Directive: Number the lines below in order, leaving out any blank ones.

Listing:

-- -- --

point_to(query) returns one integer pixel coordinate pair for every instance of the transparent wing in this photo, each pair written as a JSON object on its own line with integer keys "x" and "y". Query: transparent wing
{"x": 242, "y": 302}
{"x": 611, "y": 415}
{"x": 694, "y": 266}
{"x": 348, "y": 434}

-- -- --

Exercise answer:
1. point_to(query) returns one integer pixel coordinate pair for every instance of the transparent wing in this photo, each pair written as a JSON object on its own line with integer keys "x" and "y". Query: transparent wing
2. {"x": 242, "y": 302}
3. {"x": 611, "y": 415}
4. {"x": 694, "y": 266}
5. {"x": 348, "y": 434}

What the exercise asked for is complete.